- Short task:
Gather every line in the records below that contains the string "shorts", treating case as significant.

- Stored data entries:
────────
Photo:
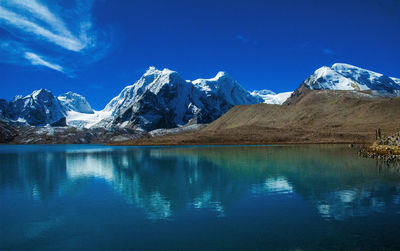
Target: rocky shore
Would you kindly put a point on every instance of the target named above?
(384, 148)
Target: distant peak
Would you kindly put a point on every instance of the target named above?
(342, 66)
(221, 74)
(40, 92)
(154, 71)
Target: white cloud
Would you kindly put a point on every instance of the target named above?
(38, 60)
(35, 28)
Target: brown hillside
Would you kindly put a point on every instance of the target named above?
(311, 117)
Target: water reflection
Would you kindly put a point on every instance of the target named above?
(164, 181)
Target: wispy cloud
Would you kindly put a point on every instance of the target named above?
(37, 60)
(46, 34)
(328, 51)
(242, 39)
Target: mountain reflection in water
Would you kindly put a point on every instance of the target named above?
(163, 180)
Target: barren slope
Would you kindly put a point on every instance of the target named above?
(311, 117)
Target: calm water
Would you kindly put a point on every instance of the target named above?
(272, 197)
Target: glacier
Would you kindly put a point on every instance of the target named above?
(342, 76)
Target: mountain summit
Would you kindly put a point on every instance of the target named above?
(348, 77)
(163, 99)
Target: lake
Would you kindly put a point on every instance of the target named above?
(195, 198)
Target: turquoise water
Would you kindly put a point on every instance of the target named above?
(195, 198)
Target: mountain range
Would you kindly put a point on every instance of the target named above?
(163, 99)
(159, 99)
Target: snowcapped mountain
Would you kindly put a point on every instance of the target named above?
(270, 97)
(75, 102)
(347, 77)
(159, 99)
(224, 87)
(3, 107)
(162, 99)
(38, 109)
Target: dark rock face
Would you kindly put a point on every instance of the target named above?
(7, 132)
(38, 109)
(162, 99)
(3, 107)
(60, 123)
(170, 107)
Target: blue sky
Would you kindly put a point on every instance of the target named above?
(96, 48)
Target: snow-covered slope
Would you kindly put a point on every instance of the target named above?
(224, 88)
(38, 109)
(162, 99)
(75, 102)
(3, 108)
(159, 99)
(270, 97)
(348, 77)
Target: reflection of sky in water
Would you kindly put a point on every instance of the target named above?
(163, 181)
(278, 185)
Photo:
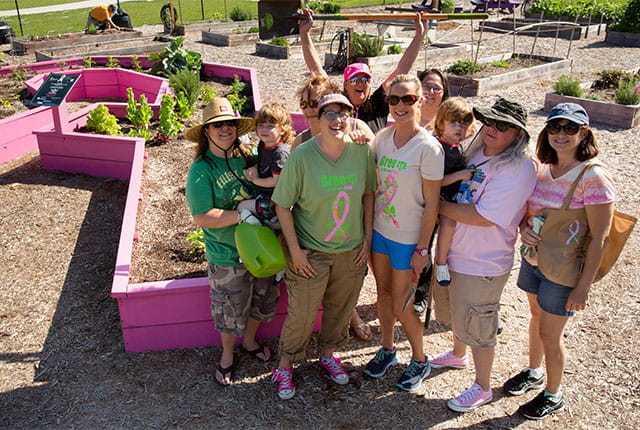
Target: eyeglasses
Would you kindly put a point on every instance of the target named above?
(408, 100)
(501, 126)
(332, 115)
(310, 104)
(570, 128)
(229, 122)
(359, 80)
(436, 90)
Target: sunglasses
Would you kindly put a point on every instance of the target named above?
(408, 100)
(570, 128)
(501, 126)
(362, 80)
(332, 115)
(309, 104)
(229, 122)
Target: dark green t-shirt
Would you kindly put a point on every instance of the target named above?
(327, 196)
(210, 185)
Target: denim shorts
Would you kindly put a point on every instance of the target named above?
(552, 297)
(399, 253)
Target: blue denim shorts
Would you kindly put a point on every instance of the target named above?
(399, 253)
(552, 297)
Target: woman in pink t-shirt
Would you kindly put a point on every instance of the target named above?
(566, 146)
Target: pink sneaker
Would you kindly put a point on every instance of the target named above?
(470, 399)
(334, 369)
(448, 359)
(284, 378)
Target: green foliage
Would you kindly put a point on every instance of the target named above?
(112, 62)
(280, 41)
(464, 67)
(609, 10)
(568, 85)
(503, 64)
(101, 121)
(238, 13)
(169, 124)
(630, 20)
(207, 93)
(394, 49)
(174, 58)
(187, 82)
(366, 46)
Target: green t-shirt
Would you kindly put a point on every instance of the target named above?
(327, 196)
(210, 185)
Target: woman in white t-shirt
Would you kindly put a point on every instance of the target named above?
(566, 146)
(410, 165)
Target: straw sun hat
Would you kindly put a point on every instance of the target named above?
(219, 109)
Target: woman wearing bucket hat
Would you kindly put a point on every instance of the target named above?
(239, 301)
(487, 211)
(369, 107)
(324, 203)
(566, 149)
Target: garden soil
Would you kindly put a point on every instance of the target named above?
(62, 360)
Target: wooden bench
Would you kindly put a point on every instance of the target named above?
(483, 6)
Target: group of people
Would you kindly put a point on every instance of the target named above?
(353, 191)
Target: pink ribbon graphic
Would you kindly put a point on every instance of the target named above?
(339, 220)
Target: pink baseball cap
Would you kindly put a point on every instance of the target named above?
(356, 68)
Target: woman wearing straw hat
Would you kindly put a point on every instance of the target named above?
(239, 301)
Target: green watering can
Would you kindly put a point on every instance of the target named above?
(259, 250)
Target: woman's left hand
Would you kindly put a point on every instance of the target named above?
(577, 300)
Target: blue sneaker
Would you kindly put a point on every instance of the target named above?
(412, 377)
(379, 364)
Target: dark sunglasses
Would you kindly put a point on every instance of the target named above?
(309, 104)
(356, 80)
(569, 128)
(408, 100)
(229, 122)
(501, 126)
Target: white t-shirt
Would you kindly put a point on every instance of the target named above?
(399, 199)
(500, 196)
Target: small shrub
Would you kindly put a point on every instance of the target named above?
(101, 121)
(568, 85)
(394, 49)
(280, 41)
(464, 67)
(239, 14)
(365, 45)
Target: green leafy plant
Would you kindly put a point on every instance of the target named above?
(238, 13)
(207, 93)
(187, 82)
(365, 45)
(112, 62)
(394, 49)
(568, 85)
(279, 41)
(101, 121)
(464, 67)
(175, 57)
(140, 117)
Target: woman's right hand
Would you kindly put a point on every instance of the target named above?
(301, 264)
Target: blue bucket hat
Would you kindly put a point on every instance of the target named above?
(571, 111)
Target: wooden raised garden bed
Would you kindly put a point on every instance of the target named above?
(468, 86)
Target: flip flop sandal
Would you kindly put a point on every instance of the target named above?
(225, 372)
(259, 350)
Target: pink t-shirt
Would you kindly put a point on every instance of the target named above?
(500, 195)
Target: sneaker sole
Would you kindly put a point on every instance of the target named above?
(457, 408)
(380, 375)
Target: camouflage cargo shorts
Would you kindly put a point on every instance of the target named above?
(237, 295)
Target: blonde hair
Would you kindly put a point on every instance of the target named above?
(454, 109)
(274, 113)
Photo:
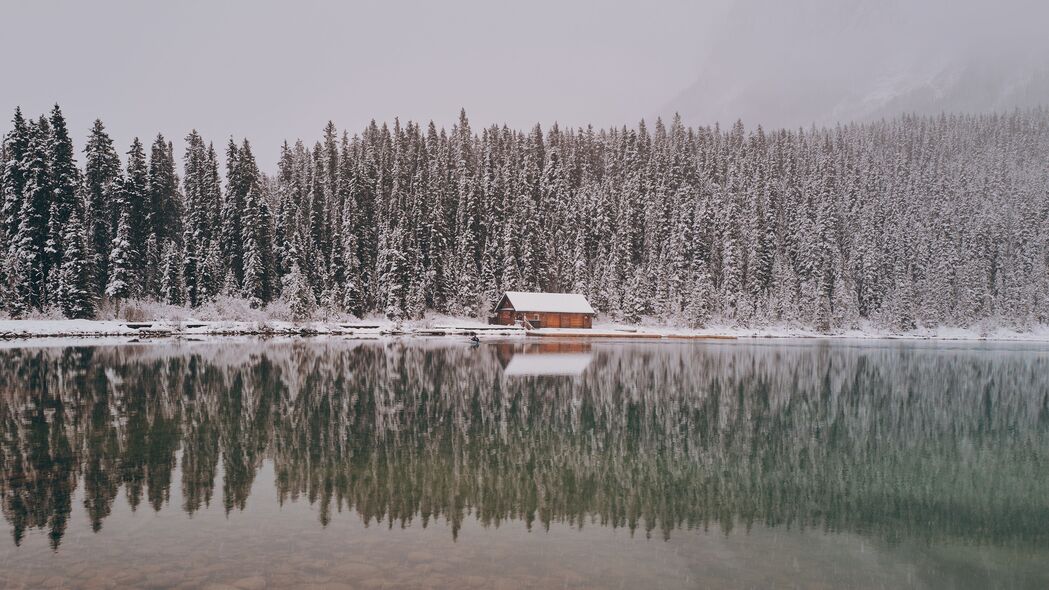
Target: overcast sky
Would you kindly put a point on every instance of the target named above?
────────
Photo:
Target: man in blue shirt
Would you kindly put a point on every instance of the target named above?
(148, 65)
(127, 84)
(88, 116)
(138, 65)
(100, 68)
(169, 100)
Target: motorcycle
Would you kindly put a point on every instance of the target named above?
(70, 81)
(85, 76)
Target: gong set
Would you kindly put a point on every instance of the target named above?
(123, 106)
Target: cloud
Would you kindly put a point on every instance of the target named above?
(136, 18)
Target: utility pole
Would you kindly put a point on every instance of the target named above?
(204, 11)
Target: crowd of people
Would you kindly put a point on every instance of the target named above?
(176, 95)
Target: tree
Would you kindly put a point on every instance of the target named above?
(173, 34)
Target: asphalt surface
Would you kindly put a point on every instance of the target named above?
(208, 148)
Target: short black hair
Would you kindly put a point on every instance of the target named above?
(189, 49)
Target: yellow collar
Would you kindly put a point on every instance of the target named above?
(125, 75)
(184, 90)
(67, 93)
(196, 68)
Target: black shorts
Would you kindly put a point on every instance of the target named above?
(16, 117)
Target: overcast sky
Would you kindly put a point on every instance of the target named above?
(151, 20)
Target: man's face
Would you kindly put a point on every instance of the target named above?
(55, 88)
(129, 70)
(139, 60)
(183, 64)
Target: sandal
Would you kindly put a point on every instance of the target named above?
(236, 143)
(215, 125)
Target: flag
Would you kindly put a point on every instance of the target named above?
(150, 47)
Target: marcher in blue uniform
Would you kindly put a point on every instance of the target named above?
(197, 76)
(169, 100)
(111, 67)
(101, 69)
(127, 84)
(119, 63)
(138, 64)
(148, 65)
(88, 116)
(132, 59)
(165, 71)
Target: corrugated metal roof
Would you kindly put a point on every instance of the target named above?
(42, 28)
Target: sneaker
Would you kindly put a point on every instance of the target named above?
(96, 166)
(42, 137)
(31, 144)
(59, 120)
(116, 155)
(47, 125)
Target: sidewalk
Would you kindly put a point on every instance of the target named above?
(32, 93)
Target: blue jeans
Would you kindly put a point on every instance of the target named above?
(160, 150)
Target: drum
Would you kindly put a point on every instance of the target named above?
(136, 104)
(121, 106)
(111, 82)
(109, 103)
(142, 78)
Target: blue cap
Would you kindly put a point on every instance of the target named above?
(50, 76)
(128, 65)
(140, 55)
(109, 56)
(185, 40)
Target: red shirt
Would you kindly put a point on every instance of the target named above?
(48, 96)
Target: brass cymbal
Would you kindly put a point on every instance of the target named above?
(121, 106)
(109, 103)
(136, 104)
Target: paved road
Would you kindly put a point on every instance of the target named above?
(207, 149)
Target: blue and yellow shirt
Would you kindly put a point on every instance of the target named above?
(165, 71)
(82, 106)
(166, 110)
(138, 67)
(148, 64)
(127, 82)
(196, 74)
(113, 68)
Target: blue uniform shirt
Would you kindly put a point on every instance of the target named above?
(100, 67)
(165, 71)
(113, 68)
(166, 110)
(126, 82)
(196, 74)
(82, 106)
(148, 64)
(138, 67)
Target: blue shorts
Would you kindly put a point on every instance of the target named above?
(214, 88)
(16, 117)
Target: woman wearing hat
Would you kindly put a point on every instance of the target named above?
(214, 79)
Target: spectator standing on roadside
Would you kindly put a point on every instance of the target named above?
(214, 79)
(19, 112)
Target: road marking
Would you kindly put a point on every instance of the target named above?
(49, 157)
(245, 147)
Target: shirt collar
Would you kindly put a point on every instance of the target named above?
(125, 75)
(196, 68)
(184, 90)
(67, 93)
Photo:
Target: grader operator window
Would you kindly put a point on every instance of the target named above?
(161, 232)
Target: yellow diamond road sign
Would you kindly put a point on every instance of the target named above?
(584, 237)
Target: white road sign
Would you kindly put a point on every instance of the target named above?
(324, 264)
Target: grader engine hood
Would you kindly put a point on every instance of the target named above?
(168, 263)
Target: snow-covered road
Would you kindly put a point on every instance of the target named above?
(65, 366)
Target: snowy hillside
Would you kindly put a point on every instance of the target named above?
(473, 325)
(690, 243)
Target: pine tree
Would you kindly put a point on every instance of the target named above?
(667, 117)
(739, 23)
────────
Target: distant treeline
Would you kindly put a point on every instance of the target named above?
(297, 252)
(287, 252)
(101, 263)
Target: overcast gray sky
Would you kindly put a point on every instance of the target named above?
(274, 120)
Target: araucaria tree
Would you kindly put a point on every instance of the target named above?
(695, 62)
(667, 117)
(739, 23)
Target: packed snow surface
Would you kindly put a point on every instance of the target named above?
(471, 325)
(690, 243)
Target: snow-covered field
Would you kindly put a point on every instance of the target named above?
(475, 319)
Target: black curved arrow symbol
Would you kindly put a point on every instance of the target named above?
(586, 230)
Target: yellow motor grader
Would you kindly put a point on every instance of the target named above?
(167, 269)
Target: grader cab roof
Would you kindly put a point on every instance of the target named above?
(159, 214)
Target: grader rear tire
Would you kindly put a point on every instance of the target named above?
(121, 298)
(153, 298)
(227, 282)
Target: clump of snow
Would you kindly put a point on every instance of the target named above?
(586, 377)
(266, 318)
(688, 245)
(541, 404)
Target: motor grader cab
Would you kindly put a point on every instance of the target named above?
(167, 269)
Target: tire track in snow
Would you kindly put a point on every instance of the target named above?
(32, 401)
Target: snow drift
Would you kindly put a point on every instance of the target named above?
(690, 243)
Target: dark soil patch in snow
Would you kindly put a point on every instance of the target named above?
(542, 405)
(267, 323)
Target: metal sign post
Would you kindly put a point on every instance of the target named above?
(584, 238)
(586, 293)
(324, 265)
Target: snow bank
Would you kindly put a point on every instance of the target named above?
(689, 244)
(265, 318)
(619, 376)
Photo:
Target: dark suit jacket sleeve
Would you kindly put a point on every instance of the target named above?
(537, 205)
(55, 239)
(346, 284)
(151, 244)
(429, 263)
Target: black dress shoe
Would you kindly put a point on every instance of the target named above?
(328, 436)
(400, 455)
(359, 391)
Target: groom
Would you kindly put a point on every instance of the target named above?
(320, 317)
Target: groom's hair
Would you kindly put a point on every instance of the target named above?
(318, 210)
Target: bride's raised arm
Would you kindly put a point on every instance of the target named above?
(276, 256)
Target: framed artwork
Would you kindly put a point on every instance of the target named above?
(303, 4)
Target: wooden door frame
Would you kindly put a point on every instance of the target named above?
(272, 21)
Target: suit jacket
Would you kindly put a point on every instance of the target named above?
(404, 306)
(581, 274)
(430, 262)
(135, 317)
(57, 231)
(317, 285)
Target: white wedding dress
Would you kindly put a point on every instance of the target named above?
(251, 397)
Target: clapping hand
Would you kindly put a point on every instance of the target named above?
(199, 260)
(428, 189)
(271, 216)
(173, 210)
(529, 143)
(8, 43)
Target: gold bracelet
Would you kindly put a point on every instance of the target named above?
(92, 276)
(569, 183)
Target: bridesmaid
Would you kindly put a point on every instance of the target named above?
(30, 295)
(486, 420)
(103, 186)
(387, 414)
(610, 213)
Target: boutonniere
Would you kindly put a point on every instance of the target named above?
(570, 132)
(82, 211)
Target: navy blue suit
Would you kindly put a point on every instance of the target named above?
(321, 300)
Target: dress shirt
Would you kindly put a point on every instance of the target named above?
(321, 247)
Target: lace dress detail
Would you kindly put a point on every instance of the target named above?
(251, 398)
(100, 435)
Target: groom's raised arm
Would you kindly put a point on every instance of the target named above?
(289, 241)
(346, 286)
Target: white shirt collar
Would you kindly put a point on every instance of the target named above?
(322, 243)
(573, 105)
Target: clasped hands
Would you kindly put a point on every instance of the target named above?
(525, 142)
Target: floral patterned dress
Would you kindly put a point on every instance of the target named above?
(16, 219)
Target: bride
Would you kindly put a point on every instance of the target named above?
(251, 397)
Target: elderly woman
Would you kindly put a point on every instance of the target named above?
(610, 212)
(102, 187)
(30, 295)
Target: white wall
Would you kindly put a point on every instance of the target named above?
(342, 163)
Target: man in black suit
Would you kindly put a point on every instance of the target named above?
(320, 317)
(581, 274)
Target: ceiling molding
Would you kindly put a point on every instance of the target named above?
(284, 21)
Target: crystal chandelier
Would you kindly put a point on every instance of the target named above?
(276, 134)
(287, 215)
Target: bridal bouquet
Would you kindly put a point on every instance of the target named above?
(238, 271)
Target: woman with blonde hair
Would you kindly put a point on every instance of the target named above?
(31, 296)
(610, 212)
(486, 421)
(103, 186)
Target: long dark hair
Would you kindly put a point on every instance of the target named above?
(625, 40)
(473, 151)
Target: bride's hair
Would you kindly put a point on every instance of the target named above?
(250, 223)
────────
- Task output:
Target: denim shorts
Target: blue denim shorts
Target: camouflage cargo shorts
Target: black shorts
Target: blue shorts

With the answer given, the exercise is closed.